THE REQUEST: Reproduce the part of the regression bug report that begins at the words "Summary: 43.8% robocop" and stops after the words "with results here.".

PROVIDED PASSAGE:
1026742 - 43.8% robocheck2 android regression on inbound (fx33) from revision 32c13ea4c9e4

Reporter

Description

•

10 years ago

here is a graph that outlines the regression:
http://graphs.mozilla.org/graph.html#tests=[[201,63,20],[201,63,29]]&sel=1400448109818,1403040109818&displayrange=30&datatype=running

I did some retriggers:
https://tbpl.mozilla.org/?tree=Mozilla-Inbound&fromchange=f0d67b1ccff9&tochange=23934a59230e&jobname=Android%202.2%20Tegra%20mozilla-inbound%20talos%20remote-trobocheck2

we went from ~8 to ~10, this seems to be a solid regression.

It looks to be from this revision:
http://hg.mozilla.org/integration/mozilla-inbound/pushloghtml?fromchange=9d16dee917ed&tochange=32c13ea4c9e4

Joel Maher ( :jmaher ) (UTC -8)

Reporter

Comment 1

•

10 years ago

android 4.0 has a 43.8% regression
android 2.2 has a 26.1% regression

Kartikaya Gupta (email:kats@mozilla.staktrace.com)

Assignee

Updated

•

10 years ago

Summary: 43.8% robocop android regression on inbound (fx33) from revision 32c13ea4c9e4 → 43.8% robocheck2 android regression on inbound (fx33) from revision 32c13ea4c9e4

Kartikaya Gupta (email:kats@mozilla.staktrace.com)

Assignee

Comment 2

•

10 years ago

I just uplifted bug 1023882 to aurora so this regression will likely show up there as well. I also pushed a bunch of try pushes to bisect which patch in the set was responsible for this. I'll update with results here.

STORED ROWS:
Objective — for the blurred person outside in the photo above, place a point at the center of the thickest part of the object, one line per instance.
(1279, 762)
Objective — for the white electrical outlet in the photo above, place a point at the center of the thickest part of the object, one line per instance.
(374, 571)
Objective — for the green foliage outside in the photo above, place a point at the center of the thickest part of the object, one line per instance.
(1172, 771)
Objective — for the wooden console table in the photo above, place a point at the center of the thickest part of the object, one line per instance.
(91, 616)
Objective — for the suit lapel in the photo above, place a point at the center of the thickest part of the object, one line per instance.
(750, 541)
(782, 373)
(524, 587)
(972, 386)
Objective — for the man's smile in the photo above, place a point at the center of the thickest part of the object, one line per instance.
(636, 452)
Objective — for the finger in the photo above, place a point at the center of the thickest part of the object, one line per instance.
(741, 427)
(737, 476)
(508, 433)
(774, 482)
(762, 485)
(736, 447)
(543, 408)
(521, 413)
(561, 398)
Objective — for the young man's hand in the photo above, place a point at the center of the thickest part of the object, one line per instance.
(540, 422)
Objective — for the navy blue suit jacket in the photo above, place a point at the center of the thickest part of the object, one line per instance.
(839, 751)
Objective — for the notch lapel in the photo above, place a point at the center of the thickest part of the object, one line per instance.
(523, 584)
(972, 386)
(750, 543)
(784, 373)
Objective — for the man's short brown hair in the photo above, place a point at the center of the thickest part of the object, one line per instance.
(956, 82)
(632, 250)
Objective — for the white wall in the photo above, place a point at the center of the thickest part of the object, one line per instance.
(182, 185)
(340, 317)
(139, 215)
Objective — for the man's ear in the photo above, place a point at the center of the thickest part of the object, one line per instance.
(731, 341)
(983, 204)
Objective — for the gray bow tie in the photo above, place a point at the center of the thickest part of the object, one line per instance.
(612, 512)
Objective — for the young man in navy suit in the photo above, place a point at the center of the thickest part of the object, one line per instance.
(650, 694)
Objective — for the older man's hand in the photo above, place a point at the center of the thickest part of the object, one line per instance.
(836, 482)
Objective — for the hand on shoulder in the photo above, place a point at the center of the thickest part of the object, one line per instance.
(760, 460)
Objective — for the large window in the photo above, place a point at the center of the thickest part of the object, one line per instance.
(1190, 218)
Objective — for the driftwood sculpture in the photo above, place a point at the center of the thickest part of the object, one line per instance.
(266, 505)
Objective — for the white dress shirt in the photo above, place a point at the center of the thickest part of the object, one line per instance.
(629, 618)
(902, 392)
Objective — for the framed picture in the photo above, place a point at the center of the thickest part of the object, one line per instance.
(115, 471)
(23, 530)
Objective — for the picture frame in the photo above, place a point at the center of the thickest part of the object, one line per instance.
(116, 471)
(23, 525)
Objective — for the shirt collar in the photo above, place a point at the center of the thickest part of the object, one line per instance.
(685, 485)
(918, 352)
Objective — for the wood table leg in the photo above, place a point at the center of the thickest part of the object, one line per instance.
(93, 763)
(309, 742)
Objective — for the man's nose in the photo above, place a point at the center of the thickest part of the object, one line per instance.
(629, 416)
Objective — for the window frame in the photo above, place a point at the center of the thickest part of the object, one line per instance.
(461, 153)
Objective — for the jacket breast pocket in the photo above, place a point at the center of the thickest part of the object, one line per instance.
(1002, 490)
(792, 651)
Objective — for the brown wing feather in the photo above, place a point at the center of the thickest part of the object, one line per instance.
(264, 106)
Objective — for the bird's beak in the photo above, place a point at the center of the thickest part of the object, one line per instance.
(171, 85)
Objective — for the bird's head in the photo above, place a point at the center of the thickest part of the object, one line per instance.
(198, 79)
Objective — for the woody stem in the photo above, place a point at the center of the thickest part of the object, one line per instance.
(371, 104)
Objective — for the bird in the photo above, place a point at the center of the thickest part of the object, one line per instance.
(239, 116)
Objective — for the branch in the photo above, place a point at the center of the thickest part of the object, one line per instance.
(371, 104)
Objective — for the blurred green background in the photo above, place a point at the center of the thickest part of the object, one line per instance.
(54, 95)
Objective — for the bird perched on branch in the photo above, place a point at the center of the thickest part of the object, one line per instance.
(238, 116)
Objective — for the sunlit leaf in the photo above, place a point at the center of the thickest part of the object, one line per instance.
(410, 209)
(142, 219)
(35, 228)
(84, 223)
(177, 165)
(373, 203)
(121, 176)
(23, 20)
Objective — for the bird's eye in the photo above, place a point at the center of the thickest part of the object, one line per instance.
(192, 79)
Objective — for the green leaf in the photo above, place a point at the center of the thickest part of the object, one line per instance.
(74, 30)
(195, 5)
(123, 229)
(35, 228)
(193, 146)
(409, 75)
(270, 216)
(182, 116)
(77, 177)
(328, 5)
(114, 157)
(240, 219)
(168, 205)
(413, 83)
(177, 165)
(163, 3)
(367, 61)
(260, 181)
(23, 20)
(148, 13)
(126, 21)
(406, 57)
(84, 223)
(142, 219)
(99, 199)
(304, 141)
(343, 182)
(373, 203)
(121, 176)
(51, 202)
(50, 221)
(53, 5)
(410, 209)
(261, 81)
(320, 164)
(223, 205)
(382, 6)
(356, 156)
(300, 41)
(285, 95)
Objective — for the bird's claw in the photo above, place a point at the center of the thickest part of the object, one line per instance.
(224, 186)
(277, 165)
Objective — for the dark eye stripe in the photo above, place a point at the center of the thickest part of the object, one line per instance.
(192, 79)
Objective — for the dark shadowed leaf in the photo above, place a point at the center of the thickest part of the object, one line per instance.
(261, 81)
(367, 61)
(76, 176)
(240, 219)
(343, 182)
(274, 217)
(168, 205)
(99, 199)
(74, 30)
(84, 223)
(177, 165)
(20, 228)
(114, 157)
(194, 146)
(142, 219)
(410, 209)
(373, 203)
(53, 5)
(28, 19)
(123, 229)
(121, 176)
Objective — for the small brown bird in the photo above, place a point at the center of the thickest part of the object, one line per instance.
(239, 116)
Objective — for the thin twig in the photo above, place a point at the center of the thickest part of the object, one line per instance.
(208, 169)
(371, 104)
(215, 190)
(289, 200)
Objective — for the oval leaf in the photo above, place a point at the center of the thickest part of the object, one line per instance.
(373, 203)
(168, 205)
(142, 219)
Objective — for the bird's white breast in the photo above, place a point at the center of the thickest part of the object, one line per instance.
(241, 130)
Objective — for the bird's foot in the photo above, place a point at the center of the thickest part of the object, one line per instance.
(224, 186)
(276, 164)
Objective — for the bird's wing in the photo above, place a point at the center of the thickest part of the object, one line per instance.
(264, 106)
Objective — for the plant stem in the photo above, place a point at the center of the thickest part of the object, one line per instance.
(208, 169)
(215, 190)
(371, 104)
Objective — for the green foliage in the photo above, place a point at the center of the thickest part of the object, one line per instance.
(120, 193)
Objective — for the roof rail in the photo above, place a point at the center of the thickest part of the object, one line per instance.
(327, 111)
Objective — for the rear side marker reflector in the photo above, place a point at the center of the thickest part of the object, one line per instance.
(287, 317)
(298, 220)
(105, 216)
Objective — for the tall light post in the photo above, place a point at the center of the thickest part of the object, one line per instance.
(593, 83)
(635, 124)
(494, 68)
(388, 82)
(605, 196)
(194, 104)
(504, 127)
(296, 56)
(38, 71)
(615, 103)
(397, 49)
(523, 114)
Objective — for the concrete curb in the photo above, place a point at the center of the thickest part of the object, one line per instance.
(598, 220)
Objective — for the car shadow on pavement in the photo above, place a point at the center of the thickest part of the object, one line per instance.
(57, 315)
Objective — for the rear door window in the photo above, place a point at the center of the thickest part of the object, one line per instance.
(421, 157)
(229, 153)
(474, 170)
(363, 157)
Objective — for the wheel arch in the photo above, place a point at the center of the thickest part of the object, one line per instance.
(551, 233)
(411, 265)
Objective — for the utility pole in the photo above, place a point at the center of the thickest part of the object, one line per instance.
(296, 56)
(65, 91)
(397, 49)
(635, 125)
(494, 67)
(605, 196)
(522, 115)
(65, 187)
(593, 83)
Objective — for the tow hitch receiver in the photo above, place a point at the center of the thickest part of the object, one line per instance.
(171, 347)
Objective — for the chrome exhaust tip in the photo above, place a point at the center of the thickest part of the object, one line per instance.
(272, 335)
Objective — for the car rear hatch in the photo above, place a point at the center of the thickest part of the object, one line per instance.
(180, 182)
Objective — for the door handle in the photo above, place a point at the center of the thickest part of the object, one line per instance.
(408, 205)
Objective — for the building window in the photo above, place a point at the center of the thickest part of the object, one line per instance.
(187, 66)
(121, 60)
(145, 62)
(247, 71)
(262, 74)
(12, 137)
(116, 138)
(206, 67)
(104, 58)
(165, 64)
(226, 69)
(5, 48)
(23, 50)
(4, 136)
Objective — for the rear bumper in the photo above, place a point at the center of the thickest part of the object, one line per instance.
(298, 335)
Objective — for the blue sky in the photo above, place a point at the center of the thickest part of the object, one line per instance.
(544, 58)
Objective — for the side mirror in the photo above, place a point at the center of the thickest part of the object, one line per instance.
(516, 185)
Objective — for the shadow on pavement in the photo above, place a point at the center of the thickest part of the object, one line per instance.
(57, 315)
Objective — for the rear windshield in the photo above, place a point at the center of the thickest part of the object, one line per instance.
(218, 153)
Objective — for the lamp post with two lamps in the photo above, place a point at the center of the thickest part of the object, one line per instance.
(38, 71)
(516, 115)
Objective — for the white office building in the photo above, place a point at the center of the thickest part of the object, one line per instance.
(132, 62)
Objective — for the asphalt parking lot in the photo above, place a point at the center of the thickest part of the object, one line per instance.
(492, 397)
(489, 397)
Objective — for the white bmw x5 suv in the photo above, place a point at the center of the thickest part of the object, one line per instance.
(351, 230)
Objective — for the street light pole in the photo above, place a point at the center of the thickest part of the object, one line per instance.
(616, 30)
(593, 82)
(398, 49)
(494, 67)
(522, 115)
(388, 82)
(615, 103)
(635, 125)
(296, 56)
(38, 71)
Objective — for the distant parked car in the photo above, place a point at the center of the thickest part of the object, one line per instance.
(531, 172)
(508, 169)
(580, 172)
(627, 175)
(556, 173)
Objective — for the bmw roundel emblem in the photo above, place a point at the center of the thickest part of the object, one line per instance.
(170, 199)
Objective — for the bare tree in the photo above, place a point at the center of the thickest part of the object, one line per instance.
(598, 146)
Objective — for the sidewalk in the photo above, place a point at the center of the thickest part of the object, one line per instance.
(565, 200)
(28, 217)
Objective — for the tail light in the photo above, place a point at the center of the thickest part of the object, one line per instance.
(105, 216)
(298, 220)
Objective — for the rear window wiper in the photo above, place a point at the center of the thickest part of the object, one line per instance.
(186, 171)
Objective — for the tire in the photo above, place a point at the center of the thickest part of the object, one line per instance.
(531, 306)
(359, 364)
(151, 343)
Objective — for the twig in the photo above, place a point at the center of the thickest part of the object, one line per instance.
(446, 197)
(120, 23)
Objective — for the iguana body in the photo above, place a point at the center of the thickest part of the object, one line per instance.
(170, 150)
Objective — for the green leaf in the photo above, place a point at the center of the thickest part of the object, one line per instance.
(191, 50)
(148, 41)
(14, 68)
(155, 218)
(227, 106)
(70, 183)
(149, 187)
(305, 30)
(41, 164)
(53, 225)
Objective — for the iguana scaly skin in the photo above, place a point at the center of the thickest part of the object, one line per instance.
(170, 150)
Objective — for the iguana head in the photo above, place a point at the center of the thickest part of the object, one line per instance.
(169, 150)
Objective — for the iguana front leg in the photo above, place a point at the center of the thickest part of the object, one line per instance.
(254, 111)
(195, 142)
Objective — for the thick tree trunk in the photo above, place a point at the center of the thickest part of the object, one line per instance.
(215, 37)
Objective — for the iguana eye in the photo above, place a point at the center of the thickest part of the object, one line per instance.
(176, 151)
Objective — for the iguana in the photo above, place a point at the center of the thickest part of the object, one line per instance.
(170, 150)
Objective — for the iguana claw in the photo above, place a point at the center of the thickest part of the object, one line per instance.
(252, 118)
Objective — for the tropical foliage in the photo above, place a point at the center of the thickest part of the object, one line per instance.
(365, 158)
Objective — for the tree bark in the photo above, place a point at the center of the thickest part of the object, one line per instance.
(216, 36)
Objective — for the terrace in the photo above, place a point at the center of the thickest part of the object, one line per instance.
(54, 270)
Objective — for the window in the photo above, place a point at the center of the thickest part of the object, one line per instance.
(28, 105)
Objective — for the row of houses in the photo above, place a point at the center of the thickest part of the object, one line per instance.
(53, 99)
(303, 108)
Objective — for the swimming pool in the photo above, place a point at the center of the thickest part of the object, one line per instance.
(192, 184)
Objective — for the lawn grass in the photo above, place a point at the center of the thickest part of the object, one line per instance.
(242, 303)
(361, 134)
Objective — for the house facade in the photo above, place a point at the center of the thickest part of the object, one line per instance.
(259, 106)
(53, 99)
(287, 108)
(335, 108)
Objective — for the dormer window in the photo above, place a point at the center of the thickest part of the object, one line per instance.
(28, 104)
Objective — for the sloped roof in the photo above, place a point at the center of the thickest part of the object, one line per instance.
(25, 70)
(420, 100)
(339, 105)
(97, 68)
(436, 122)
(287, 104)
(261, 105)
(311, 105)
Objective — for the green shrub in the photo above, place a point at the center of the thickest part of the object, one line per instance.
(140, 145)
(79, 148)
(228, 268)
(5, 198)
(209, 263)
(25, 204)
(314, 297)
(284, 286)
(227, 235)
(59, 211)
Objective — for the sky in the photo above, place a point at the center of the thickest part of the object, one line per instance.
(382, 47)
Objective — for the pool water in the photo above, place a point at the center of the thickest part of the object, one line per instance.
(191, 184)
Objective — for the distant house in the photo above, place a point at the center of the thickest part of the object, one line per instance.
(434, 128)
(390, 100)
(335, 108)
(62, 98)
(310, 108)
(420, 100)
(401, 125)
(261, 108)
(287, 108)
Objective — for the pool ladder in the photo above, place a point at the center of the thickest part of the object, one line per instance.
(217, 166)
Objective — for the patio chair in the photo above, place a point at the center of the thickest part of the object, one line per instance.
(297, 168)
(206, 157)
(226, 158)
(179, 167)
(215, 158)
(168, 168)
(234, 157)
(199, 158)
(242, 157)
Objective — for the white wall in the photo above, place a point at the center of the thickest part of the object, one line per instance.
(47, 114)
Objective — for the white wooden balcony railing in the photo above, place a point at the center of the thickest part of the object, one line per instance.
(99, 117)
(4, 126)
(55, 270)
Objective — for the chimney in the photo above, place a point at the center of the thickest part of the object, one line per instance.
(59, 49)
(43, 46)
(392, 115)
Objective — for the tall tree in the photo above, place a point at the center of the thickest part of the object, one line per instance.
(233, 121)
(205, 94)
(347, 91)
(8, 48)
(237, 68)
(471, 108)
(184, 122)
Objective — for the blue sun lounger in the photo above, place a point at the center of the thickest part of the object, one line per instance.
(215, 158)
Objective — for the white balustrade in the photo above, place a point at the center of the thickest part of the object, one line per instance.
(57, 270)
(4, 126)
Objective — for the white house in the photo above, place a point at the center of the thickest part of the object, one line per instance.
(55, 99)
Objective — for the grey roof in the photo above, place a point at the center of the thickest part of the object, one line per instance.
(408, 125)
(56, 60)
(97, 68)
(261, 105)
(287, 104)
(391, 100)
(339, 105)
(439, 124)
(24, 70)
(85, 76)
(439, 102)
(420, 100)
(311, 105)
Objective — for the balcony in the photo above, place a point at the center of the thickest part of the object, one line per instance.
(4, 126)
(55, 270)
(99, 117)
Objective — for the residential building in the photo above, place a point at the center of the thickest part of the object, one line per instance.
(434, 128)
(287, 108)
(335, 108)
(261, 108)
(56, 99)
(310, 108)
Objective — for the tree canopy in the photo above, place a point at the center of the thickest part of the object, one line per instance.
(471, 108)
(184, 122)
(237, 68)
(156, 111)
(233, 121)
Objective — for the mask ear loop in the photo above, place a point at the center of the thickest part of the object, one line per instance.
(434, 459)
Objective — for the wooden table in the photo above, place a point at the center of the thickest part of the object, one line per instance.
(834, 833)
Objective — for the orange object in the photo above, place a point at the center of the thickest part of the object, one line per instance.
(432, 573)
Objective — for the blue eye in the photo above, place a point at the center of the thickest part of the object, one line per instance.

TASK RESPONSE:
Summary: 43.8% robocop android regression on inbound (fx33) from revision 32c13ea4c9e4 → 43.8% robocheck2 android regression on inbound (fx33) from revision 32c13ea4c9e4

Kartikaya Gupta (email:kats@mozilla.staktrace.com)

Assignee

Comment 2

•

10 years ago

I just uplifted bug 1023882 to aurora so this regression will likely show up there as well. I also pushed a bunch of try pushes to bisect which patch in the set was responsible for this. I'll update with results here.